#### TASK DIRECTIONS
Please quote each of the items below word for word, leaving the pictures out of your answer.

#### DATA SUPPLIED
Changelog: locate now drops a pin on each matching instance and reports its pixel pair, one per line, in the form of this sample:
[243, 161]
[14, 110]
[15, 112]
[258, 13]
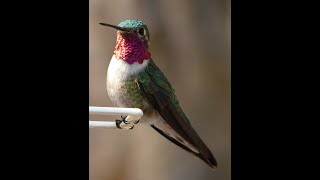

#### WORKED ANSWER
Changelog: locate now drops a pin on each matching instance and reports its pixel pair, one per line, in the form of this sample:
[243, 161]
[14, 110]
[15, 112]
[258, 13]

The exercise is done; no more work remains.